--- Input records ---

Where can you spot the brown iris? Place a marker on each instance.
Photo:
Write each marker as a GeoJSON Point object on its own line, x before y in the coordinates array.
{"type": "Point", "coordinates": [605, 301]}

---
--- Input records ---

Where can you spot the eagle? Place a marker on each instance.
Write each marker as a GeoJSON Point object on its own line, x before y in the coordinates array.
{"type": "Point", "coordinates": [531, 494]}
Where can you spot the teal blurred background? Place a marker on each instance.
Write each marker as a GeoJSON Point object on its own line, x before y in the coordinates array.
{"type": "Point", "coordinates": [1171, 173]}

---
--- Input records ---

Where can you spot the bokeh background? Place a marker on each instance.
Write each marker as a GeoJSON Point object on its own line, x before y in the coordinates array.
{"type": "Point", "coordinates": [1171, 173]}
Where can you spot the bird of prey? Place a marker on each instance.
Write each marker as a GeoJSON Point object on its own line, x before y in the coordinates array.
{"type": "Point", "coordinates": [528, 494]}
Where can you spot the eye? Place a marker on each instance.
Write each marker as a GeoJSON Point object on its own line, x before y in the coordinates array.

---

Task goal: The records are above. How many lines in them contain the word "background"? Give the number alone.

Output below: 2